*DIRECTIONS FOR THIS TASK*:
Would you retype, word for word, the line with "the tiled bathtub" and every line after it through the end of the records below?

*MATERIAL TO PROCESS*:

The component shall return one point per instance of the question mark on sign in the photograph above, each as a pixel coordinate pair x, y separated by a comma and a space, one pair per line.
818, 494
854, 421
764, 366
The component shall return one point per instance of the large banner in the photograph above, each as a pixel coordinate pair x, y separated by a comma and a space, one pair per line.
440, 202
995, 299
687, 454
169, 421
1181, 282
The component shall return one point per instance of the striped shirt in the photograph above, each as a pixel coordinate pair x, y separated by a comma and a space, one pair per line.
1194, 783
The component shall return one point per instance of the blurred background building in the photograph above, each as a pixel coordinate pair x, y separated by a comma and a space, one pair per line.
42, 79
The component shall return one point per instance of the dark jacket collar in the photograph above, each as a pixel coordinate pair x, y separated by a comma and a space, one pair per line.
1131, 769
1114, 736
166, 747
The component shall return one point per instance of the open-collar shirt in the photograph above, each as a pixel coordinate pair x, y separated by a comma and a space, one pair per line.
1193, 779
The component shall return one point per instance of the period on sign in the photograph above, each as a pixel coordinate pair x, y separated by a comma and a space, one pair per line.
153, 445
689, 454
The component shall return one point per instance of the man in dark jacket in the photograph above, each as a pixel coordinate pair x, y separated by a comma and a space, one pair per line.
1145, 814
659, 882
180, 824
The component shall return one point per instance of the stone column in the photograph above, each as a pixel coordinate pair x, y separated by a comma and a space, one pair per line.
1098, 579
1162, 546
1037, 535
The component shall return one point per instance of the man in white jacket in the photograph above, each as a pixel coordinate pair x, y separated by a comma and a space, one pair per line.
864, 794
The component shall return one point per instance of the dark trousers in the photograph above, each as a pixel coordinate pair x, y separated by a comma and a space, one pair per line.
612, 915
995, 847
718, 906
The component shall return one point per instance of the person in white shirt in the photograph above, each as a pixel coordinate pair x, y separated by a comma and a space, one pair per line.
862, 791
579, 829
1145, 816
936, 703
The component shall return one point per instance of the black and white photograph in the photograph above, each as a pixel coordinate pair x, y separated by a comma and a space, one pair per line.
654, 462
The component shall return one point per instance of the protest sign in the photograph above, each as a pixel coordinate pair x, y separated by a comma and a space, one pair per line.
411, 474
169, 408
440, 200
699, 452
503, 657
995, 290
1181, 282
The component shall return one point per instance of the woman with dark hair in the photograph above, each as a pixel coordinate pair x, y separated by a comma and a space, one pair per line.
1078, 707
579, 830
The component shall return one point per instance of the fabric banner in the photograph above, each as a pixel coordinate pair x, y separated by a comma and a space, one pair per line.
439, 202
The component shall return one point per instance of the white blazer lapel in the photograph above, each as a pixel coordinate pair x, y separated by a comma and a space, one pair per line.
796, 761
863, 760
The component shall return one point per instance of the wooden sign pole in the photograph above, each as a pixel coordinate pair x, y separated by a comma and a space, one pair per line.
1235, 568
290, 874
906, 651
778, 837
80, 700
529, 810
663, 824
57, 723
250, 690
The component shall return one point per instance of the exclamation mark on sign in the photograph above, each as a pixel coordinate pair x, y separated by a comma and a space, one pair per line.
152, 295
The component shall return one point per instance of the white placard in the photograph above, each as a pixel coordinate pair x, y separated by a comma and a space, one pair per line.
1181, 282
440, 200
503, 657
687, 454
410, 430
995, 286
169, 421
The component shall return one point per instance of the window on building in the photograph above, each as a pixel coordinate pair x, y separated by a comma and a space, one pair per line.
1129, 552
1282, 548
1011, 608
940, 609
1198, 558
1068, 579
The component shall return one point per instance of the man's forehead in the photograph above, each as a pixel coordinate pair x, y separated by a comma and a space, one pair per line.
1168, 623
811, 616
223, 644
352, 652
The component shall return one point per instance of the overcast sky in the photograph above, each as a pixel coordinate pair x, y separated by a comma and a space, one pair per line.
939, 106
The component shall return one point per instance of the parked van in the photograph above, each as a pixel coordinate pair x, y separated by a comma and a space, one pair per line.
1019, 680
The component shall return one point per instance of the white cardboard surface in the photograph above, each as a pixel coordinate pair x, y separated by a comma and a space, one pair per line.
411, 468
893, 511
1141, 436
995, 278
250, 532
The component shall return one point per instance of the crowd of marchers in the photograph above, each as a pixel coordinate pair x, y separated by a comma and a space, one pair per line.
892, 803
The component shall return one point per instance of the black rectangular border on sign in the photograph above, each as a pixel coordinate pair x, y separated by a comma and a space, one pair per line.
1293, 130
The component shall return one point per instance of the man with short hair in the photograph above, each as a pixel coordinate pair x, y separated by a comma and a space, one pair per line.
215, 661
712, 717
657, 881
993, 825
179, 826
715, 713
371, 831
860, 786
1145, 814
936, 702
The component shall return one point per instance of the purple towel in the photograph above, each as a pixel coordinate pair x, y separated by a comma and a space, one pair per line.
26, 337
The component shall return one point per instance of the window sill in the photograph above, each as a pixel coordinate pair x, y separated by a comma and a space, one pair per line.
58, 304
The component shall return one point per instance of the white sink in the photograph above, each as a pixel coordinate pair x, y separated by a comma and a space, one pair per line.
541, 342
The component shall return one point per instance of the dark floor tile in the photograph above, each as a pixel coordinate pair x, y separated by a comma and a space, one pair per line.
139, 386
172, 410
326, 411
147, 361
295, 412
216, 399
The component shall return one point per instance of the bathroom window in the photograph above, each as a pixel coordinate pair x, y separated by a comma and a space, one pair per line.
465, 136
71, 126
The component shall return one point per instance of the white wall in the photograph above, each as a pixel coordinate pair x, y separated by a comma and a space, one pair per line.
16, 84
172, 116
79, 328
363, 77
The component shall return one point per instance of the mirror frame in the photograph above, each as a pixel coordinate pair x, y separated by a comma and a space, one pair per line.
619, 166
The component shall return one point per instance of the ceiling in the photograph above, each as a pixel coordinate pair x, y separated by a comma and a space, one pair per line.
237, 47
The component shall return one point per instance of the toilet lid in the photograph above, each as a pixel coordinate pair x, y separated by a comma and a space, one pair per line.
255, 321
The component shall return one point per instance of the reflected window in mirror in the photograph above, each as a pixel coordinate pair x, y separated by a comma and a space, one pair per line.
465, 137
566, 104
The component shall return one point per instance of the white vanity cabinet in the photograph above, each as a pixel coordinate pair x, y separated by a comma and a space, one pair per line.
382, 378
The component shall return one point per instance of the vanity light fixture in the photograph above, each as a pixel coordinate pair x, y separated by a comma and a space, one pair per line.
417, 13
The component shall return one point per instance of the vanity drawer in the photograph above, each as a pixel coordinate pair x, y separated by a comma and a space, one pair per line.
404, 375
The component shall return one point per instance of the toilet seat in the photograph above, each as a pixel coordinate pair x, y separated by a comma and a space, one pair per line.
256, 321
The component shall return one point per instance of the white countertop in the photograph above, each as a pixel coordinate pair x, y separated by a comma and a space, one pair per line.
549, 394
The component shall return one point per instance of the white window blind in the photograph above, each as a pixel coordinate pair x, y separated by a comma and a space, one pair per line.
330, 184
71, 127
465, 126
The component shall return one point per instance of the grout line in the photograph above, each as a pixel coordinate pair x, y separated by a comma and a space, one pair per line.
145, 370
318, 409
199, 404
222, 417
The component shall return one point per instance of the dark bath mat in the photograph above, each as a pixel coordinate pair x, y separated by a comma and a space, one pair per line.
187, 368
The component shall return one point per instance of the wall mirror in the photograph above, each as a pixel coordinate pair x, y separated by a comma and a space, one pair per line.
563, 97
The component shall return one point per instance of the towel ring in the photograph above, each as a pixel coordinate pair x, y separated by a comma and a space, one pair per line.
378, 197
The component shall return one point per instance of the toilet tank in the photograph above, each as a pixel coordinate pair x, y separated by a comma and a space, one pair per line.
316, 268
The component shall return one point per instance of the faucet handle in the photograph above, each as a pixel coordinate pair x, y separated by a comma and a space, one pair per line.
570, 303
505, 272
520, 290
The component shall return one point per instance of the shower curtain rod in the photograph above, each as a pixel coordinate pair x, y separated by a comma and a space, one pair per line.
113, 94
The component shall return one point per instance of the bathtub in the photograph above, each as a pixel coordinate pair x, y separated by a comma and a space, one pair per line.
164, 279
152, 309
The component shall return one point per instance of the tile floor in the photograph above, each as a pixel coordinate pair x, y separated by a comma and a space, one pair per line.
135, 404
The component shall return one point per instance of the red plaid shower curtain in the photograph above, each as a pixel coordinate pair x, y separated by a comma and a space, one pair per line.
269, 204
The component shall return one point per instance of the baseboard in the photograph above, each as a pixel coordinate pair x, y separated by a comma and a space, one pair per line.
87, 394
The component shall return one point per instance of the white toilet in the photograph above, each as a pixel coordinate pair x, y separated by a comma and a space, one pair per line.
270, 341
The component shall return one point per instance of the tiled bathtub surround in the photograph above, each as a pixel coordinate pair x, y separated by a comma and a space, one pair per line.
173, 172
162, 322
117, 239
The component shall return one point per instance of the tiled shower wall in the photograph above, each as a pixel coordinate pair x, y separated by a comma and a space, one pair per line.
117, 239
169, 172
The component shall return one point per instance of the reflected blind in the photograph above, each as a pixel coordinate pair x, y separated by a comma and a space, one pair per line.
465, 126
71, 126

*CORRECT RESULT*:
The component shall return one point per instance of the tiled bathtub surround in the photograph above, each as a pixel coordinate pair x, y separated by a comma and a space, one pair per line.
173, 172
162, 322
117, 239
The component shall return one point per instance of the tiled shower wall in the photograph above, each as a pixel coordinate pair x, y separated by a comma and a space, one pair per line.
117, 239
169, 172
The component shall return one point per instance of the reflected blind in the photograph above, each as a pixel coordinate pair x, y separated by a comma and a space, one pair per line.
465, 126
71, 126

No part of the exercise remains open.